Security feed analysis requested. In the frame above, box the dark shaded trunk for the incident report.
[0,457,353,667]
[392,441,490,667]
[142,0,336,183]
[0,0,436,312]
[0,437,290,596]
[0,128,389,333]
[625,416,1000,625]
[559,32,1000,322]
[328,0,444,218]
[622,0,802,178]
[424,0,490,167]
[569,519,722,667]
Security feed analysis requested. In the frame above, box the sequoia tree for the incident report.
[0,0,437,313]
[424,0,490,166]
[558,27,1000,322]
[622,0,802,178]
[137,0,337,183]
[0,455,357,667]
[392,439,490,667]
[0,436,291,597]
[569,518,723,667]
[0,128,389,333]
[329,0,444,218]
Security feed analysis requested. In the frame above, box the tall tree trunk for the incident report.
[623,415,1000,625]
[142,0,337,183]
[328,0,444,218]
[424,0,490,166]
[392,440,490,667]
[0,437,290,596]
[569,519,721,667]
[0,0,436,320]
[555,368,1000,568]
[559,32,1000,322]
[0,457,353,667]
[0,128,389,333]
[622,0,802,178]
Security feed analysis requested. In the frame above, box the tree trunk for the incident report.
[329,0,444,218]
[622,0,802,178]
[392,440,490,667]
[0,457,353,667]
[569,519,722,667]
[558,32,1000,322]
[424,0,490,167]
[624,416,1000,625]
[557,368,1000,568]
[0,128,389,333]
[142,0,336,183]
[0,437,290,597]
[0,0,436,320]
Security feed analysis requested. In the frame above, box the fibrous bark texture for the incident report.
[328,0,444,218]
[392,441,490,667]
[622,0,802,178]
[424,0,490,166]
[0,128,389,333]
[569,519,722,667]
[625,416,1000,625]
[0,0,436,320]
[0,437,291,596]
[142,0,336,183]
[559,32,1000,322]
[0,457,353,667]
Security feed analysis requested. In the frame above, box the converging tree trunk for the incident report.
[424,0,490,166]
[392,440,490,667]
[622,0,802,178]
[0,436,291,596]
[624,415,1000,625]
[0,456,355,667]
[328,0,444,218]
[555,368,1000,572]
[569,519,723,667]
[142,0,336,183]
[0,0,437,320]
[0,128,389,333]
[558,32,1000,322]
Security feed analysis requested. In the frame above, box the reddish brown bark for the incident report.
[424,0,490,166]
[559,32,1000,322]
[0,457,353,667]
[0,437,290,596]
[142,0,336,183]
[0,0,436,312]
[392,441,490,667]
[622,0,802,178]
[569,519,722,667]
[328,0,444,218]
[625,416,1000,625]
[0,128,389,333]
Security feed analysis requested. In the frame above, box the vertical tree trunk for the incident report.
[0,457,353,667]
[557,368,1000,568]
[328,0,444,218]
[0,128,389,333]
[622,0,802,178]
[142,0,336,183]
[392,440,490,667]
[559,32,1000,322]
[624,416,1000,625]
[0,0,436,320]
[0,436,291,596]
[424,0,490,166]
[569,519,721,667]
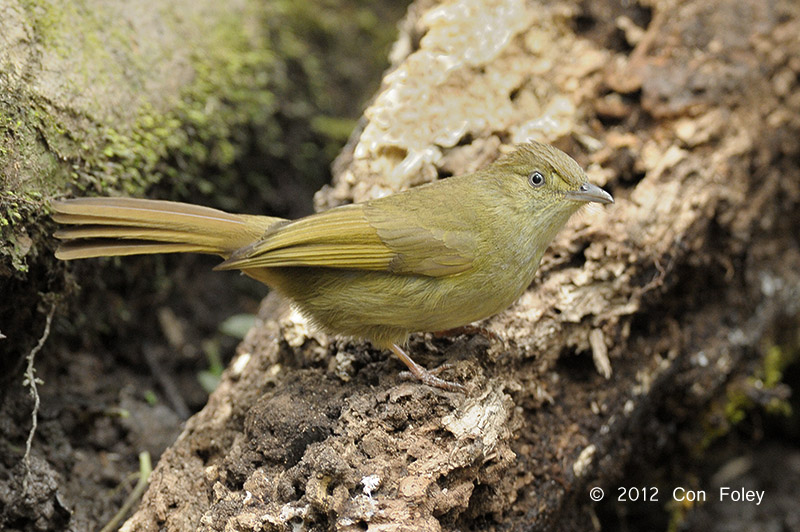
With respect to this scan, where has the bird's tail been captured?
[52,198,285,260]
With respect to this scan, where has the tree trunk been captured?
[119,0,800,530]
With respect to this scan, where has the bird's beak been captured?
[567,183,614,203]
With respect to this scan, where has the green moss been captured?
[0,0,412,272]
[700,336,800,450]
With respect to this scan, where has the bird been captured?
[51,142,614,391]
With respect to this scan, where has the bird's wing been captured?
[217,204,474,277]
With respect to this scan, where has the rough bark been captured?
[117,0,800,530]
[0,0,403,358]
[0,0,405,530]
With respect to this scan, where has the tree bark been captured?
[34,0,800,531]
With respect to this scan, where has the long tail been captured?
[52,198,285,260]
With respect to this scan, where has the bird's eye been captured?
[528,171,544,188]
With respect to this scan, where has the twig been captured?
[22,303,56,493]
[100,451,153,532]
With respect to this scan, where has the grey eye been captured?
[528,171,544,188]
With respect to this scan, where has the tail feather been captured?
[52,198,284,260]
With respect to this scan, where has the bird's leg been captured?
[389,344,466,393]
[433,325,503,342]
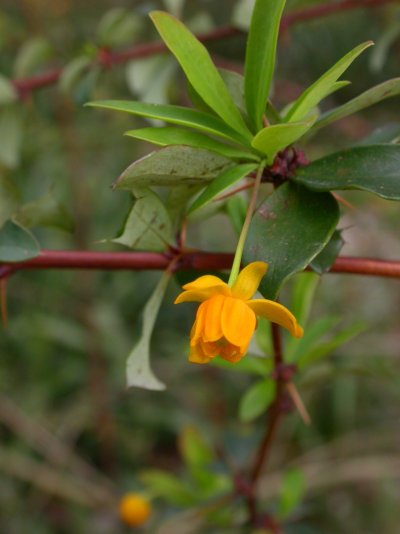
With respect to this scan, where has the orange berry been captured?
[119,493,151,527]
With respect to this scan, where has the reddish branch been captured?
[13,0,398,98]
[0,250,400,279]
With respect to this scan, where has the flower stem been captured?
[228,161,266,286]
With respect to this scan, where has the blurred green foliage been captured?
[0,0,400,534]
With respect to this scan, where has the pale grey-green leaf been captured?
[126,271,171,391]
[115,145,233,189]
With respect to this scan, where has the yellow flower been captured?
[119,493,151,527]
[175,261,303,363]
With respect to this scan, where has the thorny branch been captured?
[13,0,398,99]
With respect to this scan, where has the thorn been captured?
[286,382,311,426]
[213,182,254,202]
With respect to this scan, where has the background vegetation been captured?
[0,0,400,534]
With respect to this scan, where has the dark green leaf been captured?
[115,145,233,189]
[86,100,250,146]
[239,378,276,422]
[285,41,374,122]
[0,221,39,262]
[310,78,400,134]
[150,11,250,139]
[244,0,285,132]
[310,230,344,274]
[188,163,257,213]
[244,183,339,299]
[125,126,260,161]
[113,187,172,252]
[294,145,400,200]
[278,469,306,519]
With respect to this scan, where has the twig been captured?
[13,0,398,99]
[0,249,400,279]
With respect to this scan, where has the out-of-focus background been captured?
[0,0,400,534]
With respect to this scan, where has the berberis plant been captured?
[83,0,400,532]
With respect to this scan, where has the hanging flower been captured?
[175,261,303,363]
○ ○ ○ ○ ○ ○ ○
**Stated problem**:
Count the lines in the data above that contain the string "incident", treating uppercase and lowercase as different, and give only the number.

**Answer below**:
8